- TEXT SECTION

# Advise and help



## watty (May 19, 2011)

Hi, i have been considering moving to america for a while now, and have just stared looking into visa's and how to go about it etc...

i am 20 years old and a chef...i would be looking to relocate probaly this time next year, when i am 21...

what i would like to know is how difficult/easy will it be for me to get a working visa for the states...and how do i go about getting it?

any advise will be greatly apriceiated 

thanks


----------



## Fatbrit (May 8, 2008)

watty said:


> Hi, i have been considering moving to america for a while now, and have just stared looking into visa's and how to go about it etc...
> 
> i am 20 years old and a chef...i would be looking to relocate probaly this time next year, when i am 21...
> 
> ...


Welcome!

Unfortunately your expectations are unrealistic. Your current options:
* Become a famous chef and apply for an O1.
* Work in the UK or elsewhere for a corporation with restaurants in the US and persuade them to transfer you here on an L1.
* Start your own restaurant in the UK and expand it to the US on an L1.
* Save up $200k and open your own restaurant here under an E2.
* See if you can find a temporary internship at a restaurant here in the US on a J1. Note that this will be more a working holiday than a permenant move.


----------



## Davis1 (Feb 20, 2009)

Unless you can find an american to marry ...no chance


----------



## mamasue (Oct 7, 2008)

Davis1 said:


> Unless you can find an american to marry ...no chance



Even then, if you marry just for immigration, it's considered visa fraud!


----------



## kimo (Feb 12, 2011)

Fatbrit said:


> Welcome!
> 
> Unfortunately your expectations are unrealistic. Your current options:
> * Become a famous chef and apply for an O1.
> ...


The last time I checked, you had to invest at least $500k in a business inorder to live in the U.S, has this changed to only $200k, or does it depend on which country the person is from?


----------



## Davis1 (Feb 20, 2009)

kimo said:


> The last time I checked, you had to invest at least $500k in a business inorder to live in the U.S, has this changed to only $200k, or does it depend on which country the person is from?


Your are talking about 2 different visas ...EB-5 and an E-2 
not even close to bring similar


----------



## Fatbrit (May 8, 2008)

- ACTIONS TO TAKE
- 1) Which visa categories are named by their letter-and-number codes in the forum thread about moving to the US as a chef?
- 2) Can you pick up the forum thread about US visas for a chef from its final line and write the post that comes next?

Object detection data:
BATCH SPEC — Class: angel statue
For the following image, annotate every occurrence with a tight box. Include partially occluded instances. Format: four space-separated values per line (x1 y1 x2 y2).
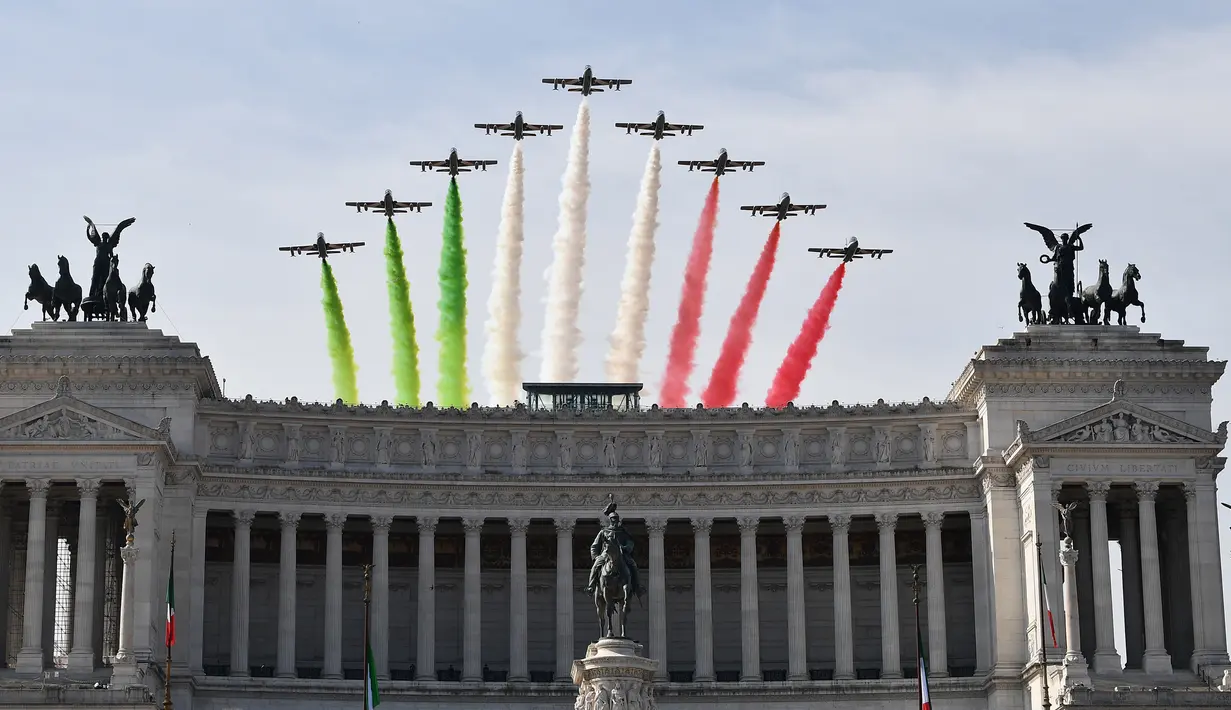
85 217 137 301
118 498 145 545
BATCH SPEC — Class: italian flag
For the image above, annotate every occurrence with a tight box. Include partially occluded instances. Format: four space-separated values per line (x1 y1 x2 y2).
1039 565 1060 648
166 548 175 648
363 644 380 710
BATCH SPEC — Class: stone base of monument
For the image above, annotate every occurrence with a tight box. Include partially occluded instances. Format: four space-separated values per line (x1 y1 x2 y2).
572 639 659 710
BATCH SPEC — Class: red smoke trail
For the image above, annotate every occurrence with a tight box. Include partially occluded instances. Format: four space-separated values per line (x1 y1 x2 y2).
659 177 718 407
700 221 782 407
766 262 846 407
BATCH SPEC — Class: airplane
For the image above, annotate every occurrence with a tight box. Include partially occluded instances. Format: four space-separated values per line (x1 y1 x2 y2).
410 148 496 176
616 111 705 140
474 111 564 140
680 148 766 177
278 231 364 260
740 192 825 221
346 189 432 217
808 236 894 263
543 64 633 96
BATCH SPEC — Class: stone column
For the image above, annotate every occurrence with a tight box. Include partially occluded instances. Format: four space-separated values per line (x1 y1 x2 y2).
415 517 439 680
68 479 98 673
1086 481 1123 676
645 518 667 680
277 511 300 678
230 511 256 678
462 518 484 683
508 518 531 683
782 516 808 680
320 513 346 679
692 518 714 683
970 509 992 676
923 512 949 678
188 500 209 676
17 479 50 674
830 514 854 680
371 516 393 680
554 518 577 683
1136 481 1171 673
876 513 902 678
740 517 761 683
1060 536 1091 688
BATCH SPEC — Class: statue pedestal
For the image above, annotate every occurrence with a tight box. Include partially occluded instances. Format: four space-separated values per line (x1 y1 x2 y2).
572 639 659 710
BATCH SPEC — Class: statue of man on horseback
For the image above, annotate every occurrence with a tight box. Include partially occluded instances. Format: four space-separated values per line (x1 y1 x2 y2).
586 496 643 639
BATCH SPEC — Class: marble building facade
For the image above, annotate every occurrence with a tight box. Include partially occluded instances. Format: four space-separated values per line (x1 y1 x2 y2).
0 324 1231 710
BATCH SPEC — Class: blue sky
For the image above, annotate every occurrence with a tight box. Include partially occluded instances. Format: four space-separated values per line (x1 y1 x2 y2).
0 0 1231 659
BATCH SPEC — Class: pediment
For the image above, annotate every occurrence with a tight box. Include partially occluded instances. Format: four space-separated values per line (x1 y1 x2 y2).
0 376 171 442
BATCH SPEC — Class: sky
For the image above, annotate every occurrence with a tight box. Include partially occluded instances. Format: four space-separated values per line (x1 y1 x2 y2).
0 0 1231 664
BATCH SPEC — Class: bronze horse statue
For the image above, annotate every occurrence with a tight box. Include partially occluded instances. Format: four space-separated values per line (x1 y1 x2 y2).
21 263 60 320
595 526 633 639
1017 262 1043 325
128 263 158 321
1107 263 1146 325
53 256 81 322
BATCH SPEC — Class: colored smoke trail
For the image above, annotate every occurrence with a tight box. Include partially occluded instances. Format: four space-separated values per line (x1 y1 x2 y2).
766 263 846 407
700 221 782 407
385 219 419 407
539 98 590 383
436 177 470 407
483 140 526 406
659 177 718 407
320 258 359 405
607 140 662 383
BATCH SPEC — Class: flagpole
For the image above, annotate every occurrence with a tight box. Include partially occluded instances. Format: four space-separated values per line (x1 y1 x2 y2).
363 565 372 710
162 530 175 710
1034 541 1051 710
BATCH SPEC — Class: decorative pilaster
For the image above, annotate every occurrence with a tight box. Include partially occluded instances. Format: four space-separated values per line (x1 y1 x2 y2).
1060 536 1091 688
555 514 577 683
830 514 854 680
320 513 347 679
371 516 393 680
740 517 758 683
17 479 49 674
782 516 808 680
692 518 714 683
1086 481 1123 676
230 511 256 678
277 511 302 678
876 513 902 678
508 518 531 683
645 518 667 680
462 518 484 683
1135 481 1171 673
415 517 439 680
68 479 98 673
923 509 949 678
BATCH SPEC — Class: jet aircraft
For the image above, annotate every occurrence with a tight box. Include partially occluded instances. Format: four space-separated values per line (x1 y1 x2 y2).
410 148 496 176
543 64 633 96
278 231 364 260
346 189 432 217
474 111 564 140
680 148 766 177
616 111 705 140
740 192 825 221
808 236 894 263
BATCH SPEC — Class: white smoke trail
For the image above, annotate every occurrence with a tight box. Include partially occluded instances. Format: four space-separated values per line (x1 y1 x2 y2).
483 140 526 406
540 98 590 383
607 140 662 383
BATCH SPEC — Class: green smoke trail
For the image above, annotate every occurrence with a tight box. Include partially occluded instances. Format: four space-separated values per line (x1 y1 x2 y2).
320 260 359 405
385 219 419 407
436 178 470 407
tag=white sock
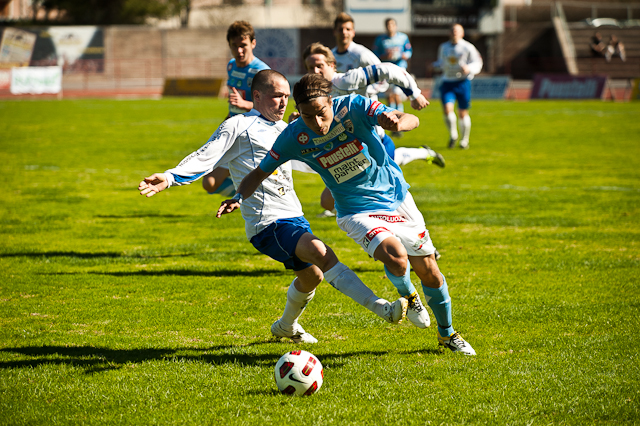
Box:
[324,262,389,318]
[280,279,316,330]
[458,114,471,146]
[393,147,430,166]
[444,112,458,140]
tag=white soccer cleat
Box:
[438,332,476,355]
[381,297,409,324]
[271,319,318,343]
[407,293,431,328]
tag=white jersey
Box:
[433,40,482,81]
[331,42,389,99]
[165,109,303,240]
[331,62,422,100]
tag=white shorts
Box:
[337,192,436,259]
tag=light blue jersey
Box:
[373,32,413,69]
[260,94,409,217]
[227,58,269,117]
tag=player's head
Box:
[333,12,356,50]
[302,43,336,81]
[251,70,291,121]
[293,74,333,135]
[384,18,398,37]
[227,21,256,67]
[450,24,464,44]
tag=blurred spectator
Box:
[589,31,607,58]
[604,34,627,62]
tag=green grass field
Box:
[0,99,640,425]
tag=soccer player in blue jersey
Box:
[373,18,413,119]
[432,24,482,149]
[202,21,269,197]
[218,74,475,355]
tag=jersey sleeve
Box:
[332,62,422,100]
[164,120,238,187]
[467,43,482,76]
[360,48,380,67]
[402,34,413,60]
[258,130,292,173]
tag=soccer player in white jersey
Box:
[218,74,475,355]
[202,21,269,198]
[433,24,482,149]
[302,43,445,225]
[138,70,407,343]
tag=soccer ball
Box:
[275,350,324,396]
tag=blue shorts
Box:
[440,79,471,109]
[251,216,312,271]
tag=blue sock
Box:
[384,265,416,296]
[422,275,454,337]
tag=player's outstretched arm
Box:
[378,111,420,132]
[216,167,269,217]
[138,173,169,197]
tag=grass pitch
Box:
[0,99,640,425]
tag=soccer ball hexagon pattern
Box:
[275,350,324,396]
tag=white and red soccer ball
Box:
[275,350,324,396]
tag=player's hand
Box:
[216,198,240,217]
[411,94,429,111]
[138,173,169,197]
[378,112,400,132]
[287,111,300,123]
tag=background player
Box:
[138,70,407,343]
[433,24,482,149]
[218,74,475,355]
[373,18,413,130]
[202,21,269,197]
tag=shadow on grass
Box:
[0,346,396,374]
[0,251,195,259]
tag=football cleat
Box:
[438,332,476,355]
[407,292,431,328]
[271,319,318,343]
[382,297,409,324]
[422,145,444,167]
[316,209,336,218]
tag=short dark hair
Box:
[227,21,256,43]
[302,43,336,66]
[251,69,287,95]
[293,74,333,107]
[333,12,355,29]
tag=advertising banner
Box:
[431,75,511,100]
[631,78,640,101]
[0,27,37,68]
[11,67,62,95]
[0,26,104,73]
[531,74,607,99]
[0,68,11,90]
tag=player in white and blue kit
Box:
[433,24,482,149]
[138,70,407,343]
[373,18,413,115]
[202,21,269,197]
[219,74,475,355]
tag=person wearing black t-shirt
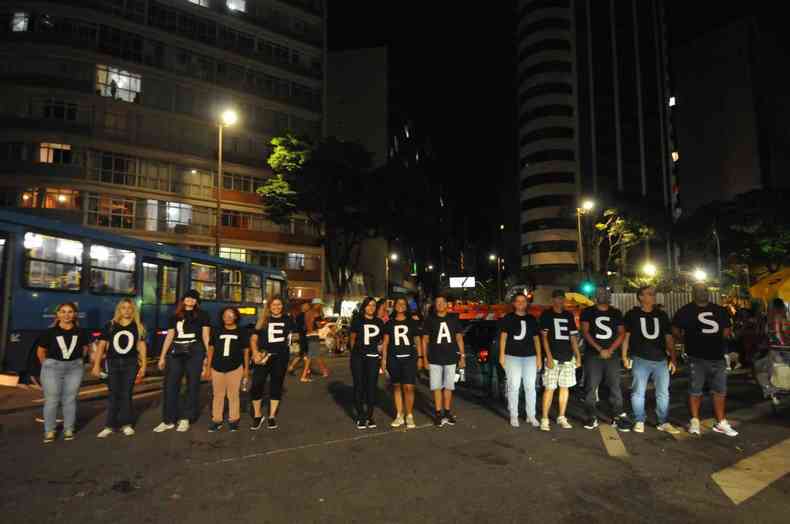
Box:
[622,286,679,434]
[672,284,738,437]
[250,297,298,431]
[36,302,91,444]
[351,297,384,429]
[581,286,633,432]
[422,295,466,427]
[381,297,420,429]
[154,289,211,433]
[207,307,250,433]
[540,289,582,431]
[498,293,543,428]
[93,298,147,438]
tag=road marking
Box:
[196,424,434,466]
[711,439,790,505]
[598,424,630,458]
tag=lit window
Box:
[38,143,72,164]
[11,13,30,33]
[227,0,247,13]
[96,65,142,102]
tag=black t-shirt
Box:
[581,306,623,357]
[424,313,464,366]
[38,326,91,361]
[540,309,579,362]
[99,322,140,359]
[167,310,211,351]
[211,326,250,373]
[672,302,731,360]
[384,317,422,357]
[623,307,670,362]
[255,315,299,357]
[498,313,538,357]
[351,316,384,357]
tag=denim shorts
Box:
[689,357,727,397]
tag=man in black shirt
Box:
[672,284,738,437]
[623,286,679,435]
[581,286,633,431]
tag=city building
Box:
[0,0,326,298]
[517,0,675,284]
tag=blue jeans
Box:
[505,355,538,417]
[41,358,84,433]
[631,357,669,424]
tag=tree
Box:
[258,134,383,311]
[593,208,655,272]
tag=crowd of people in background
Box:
[32,284,790,443]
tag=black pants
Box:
[250,353,289,400]
[164,349,206,424]
[351,351,381,418]
[584,356,623,417]
[107,358,140,429]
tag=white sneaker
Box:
[713,419,738,437]
[689,418,702,435]
[154,422,176,433]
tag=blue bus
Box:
[0,209,287,372]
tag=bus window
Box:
[90,244,136,295]
[266,278,283,298]
[24,233,82,291]
[192,262,217,300]
[222,268,241,302]
[244,273,263,304]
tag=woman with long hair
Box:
[351,297,384,429]
[300,301,329,382]
[207,307,250,433]
[36,302,91,444]
[381,297,421,429]
[93,298,147,438]
[250,297,297,431]
[154,289,211,433]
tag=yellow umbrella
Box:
[565,291,595,306]
[749,268,790,301]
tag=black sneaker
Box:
[584,417,598,429]
[612,415,634,433]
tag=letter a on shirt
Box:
[697,311,719,335]
[55,335,79,360]
[363,324,381,346]
[436,322,453,344]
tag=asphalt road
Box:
[0,359,790,524]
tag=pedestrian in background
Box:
[93,298,147,438]
[154,289,211,433]
[36,302,91,444]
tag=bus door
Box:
[141,259,180,356]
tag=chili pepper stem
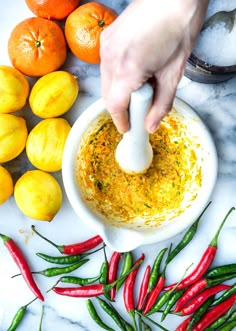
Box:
[31,225,63,253]
[136,310,170,331]
[129,310,138,331]
[39,305,44,331]
[210,207,235,247]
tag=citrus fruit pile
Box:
[0,66,79,221]
[8,0,117,77]
[0,0,117,221]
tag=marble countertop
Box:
[0,0,236,331]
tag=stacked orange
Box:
[8,0,117,76]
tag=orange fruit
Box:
[8,17,67,76]
[65,2,117,64]
[25,0,80,20]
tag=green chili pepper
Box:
[86,299,115,331]
[96,297,126,331]
[212,284,236,306]
[39,306,44,331]
[136,310,170,331]
[166,201,211,263]
[36,253,88,264]
[59,275,100,285]
[99,261,109,284]
[32,259,89,277]
[7,298,37,331]
[205,309,235,331]
[186,297,214,331]
[142,320,152,331]
[228,309,236,322]
[161,289,185,322]
[116,252,133,292]
[147,248,168,293]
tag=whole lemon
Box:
[26,118,71,172]
[0,65,29,114]
[0,166,13,205]
[0,114,28,162]
[14,170,62,221]
[29,71,79,118]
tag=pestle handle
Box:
[127,83,153,143]
[116,83,153,173]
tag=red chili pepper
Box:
[165,207,235,291]
[174,278,207,313]
[62,235,103,254]
[193,294,236,331]
[52,284,105,298]
[31,225,103,255]
[175,316,192,331]
[174,274,236,313]
[0,233,44,301]
[108,252,122,300]
[180,284,231,315]
[123,254,145,314]
[137,265,151,310]
[52,258,143,298]
[143,273,165,315]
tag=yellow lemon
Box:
[0,65,29,114]
[14,170,62,221]
[26,118,71,172]
[29,71,79,118]
[0,166,13,205]
[0,114,28,162]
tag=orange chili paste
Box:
[76,114,202,226]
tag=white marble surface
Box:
[0,0,236,331]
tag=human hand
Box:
[100,0,209,133]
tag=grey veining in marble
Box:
[0,0,236,331]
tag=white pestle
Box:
[115,83,153,174]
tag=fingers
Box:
[145,62,185,133]
[105,84,130,134]
[145,83,176,133]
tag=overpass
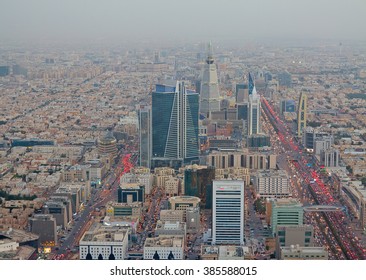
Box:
[304,205,347,212]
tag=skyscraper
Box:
[212,180,244,245]
[248,73,254,95]
[200,43,220,117]
[152,81,199,166]
[297,91,308,138]
[139,106,152,168]
[248,86,261,135]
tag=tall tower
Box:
[248,86,261,135]
[200,43,220,117]
[212,180,244,245]
[297,91,308,138]
[248,73,254,95]
[139,106,152,168]
[152,81,199,167]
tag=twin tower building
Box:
[139,44,261,168]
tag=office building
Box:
[320,149,339,167]
[279,245,328,260]
[139,106,152,168]
[165,177,181,196]
[280,99,296,115]
[29,214,57,245]
[302,126,334,151]
[144,235,185,260]
[271,198,304,235]
[253,170,290,198]
[120,167,154,194]
[275,225,314,258]
[160,208,184,222]
[169,196,201,211]
[117,183,145,204]
[248,86,261,135]
[155,220,187,238]
[235,84,249,103]
[0,66,10,77]
[206,149,277,170]
[106,202,142,217]
[43,201,67,228]
[184,165,215,209]
[200,43,220,117]
[297,91,308,139]
[79,223,129,260]
[247,133,271,149]
[152,81,199,168]
[236,101,249,121]
[212,180,244,245]
[186,207,201,233]
[98,131,118,158]
[248,73,255,96]
[314,135,334,156]
[277,71,292,87]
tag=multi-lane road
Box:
[262,95,366,259]
[53,154,136,259]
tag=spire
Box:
[206,42,214,64]
[252,86,258,98]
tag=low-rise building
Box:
[144,235,184,260]
[79,224,129,260]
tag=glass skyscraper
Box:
[139,106,152,168]
[248,86,261,135]
[212,180,244,245]
[152,81,199,164]
[200,43,220,117]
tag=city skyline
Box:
[0,0,366,46]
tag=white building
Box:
[120,172,154,194]
[253,170,290,198]
[200,43,220,116]
[165,177,180,195]
[79,224,129,260]
[0,239,19,252]
[212,180,244,245]
[144,235,184,260]
[248,86,261,135]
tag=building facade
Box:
[152,81,199,166]
[212,180,244,245]
[200,43,220,117]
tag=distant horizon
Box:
[0,0,366,47]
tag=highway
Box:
[261,97,366,259]
[54,154,136,259]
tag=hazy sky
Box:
[0,0,366,43]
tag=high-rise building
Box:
[253,170,290,198]
[200,43,220,117]
[248,73,255,95]
[297,91,308,138]
[212,180,244,245]
[184,165,215,209]
[139,107,152,168]
[152,81,199,166]
[248,86,261,135]
[235,84,248,103]
[280,99,295,114]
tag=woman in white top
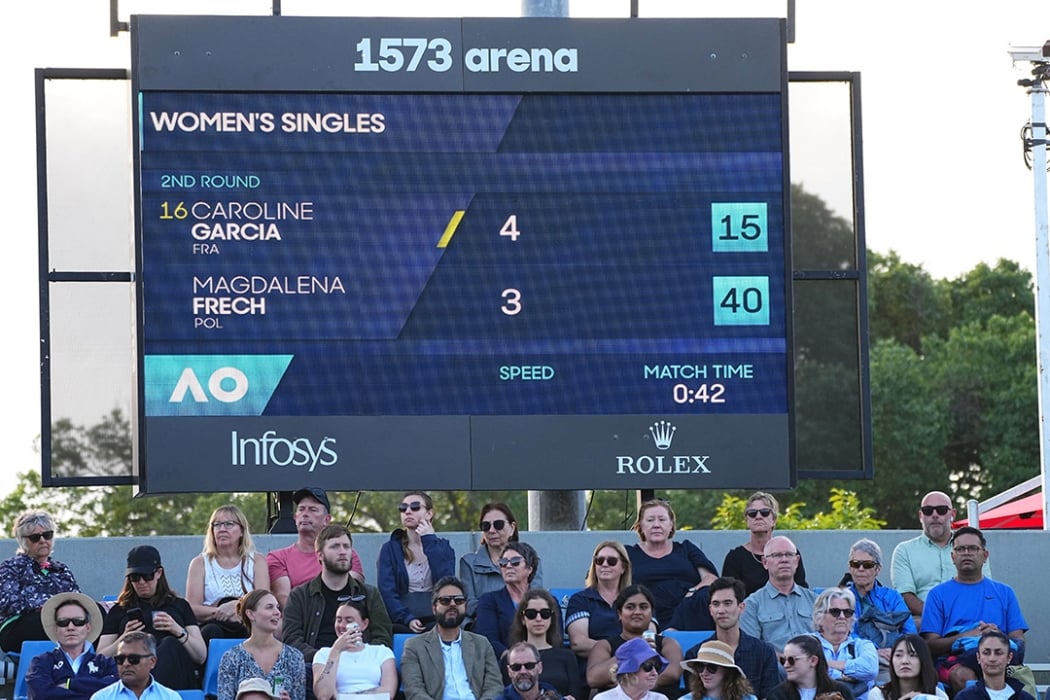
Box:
[186,505,270,643]
[867,634,948,700]
[314,600,398,700]
[592,637,668,700]
[680,640,755,700]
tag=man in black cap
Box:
[266,487,364,608]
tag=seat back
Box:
[202,638,245,698]
[15,639,55,700]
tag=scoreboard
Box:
[132,17,794,492]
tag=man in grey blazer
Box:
[401,576,503,700]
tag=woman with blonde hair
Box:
[565,539,632,660]
[186,504,270,643]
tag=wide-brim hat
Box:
[615,637,670,676]
[40,591,102,644]
[679,641,748,678]
[237,678,280,700]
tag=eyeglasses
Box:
[919,506,951,515]
[113,654,153,666]
[762,552,798,561]
[522,608,554,620]
[128,569,156,584]
[55,617,87,628]
[435,595,466,608]
[849,559,879,569]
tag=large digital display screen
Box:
[135,13,793,491]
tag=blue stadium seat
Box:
[203,638,245,698]
[15,639,55,700]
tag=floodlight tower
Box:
[1009,41,1050,530]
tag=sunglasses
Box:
[779,656,810,666]
[55,617,87,628]
[436,595,466,608]
[919,506,951,515]
[113,654,153,666]
[522,608,554,620]
[128,569,156,583]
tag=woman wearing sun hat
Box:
[592,637,668,700]
[680,640,755,700]
[25,591,118,700]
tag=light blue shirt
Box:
[91,676,183,700]
[438,632,475,700]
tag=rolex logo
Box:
[649,421,677,450]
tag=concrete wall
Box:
[6,530,1050,663]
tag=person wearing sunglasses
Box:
[565,539,631,673]
[681,640,755,700]
[889,491,991,624]
[0,510,80,653]
[764,634,855,700]
[722,491,809,595]
[186,504,270,644]
[310,600,398,700]
[587,584,681,697]
[813,588,879,700]
[99,545,208,691]
[459,502,543,625]
[839,537,919,683]
[25,592,117,700]
[474,542,541,663]
[592,637,667,700]
[217,589,307,700]
[506,588,586,698]
[401,576,503,700]
[376,491,456,634]
[91,630,182,700]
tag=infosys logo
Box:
[230,430,339,472]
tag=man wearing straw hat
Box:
[25,592,117,700]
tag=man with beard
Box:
[266,488,364,608]
[685,577,780,700]
[91,631,182,700]
[889,491,991,622]
[282,525,394,669]
[502,641,558,700]
[920,527,1028,692]
[740,535,817,653]
[401,576,503,700]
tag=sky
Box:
[0,0,1050,503]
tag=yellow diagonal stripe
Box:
[438,209,466,248]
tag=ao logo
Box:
[168,367,248,403]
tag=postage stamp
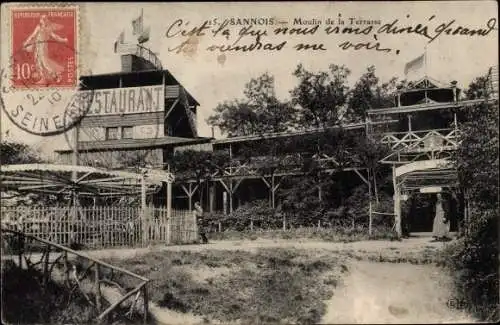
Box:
[0,4,93,136]
[11,7,78,88]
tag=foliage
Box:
[0,141,42,165]
[2,263,96,324]
[102,248,346,324]
[348,65,397,122]
[168,150,229,181]
[207,73,295,137]
[448,77,500,321]
[290,64,350,129]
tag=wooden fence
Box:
[1,206,197,249]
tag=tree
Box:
[0,141,42,165]
[451,72,500,321]
[207,73,296,137]
[348,65,397,122]
[290,64,350,129]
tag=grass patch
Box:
[209,228,397,243]
[103,249,346,324]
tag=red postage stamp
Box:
[11,7,78,89]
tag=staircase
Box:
[1,228,150,324]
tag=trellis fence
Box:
[1,206,197,249]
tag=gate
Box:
[1,206,196,249]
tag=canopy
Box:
[0,164,174,197]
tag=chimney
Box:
[451,80,457,102]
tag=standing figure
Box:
[23,15,68,84]
[432,193,450,241]
[194,202,208,244]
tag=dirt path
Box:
[77,237,474,324]
[322,261,473,324]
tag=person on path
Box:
[432,193,450,241]
[194,202,208,244]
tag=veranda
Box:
[1,164,196,249]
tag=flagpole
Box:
[424,44,429,103]
[424,44,429,79]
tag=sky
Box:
[1,1,498,156]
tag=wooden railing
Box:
[1,206,196,249]
[382,128,458,152]
[1,227,149,324]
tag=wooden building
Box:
[57,36,498,234]
[56,49,210,169]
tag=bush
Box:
[443,209,500,321]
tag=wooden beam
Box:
[165,98,179,121]
[353,169,370,185]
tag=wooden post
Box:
[141,171,148,246]
[208,182,215,212]
[142,284,149,324]
[63,251,70,286]
[392,166,402,237]
[222,191,227,215]
[94,263,101,312]
[368,168,372,236]
[188,183,193,211]
[271,175,276,209]
[167,181,172,244]
[229,179,233,214]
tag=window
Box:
[106,128,118,140]
[122,126,134,139]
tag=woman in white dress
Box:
[432,193,450,240]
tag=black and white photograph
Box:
[0,1,500,325]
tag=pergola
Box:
[0,164,174,219]
[0,164,173,197]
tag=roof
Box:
[367,98,494,115]
[80,69,200,106]
[55,137,211,153]
[213,123,374,144]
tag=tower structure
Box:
[367,71,498,235]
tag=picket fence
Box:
[1,206,197,249]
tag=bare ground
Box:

- OUTPUTS BY TASK
- 1) O1, L1, E2 (also written E-2), J1, EB-5

- 2)
kimo said:


> The last time I checked, you had to invest at least $500k in a business inorder to live in the U.S, has this changed to only $200k, or does it depend on which country the person is from?


200k gives you an E2 -- difficult to convert to residency and difficult to maintain.
500k gives you a GC direct.


----------



## kimo (Feb 12, 2011)

Fatbrit said:


> 200k gives you an E2 -- difficult to convert to residency and difficult to maintain.
> 500k gives you a GC direct.


So I am right? someone wanting to invest in a business for the purpose of living in the U.S would have to invest at least $500k, not just $200k.


----------



## Davis1 (Feb 20, 2009)

kimo said:


> So I am right? someone wanting to invest in a business for the purpose of living in the U.S would have to invest at least $500k, not just $200k.


No thats not right ...


----------



## Fatbrit (May 8, 2008)

kimo said:


> So I am right? someone wanting to invest in a business for the purpose of living in the U.S would have to invest at least $500k, not just $200k.


Define _living_.


----------



## kimo (Feb 12, 2011)

Davis1 said:


> No thats not right ...


Well, whats not right about it?


----------



## kimo (Feb 12, 2011)

Fatbrit said:


> Define _living_.


"Living", being able to live in the U.S year round instead of for just 6 months out of 12.


----------



## Fatbrit (May 8, 2008)

kimo said:


> "Living", being able to live in the U.S year round instead of for just 6 months out of 12.


Some folks have lived for decades in the US under E2 status without any necessity to leave. Your position, of course, is not quite as secure as that of a PR.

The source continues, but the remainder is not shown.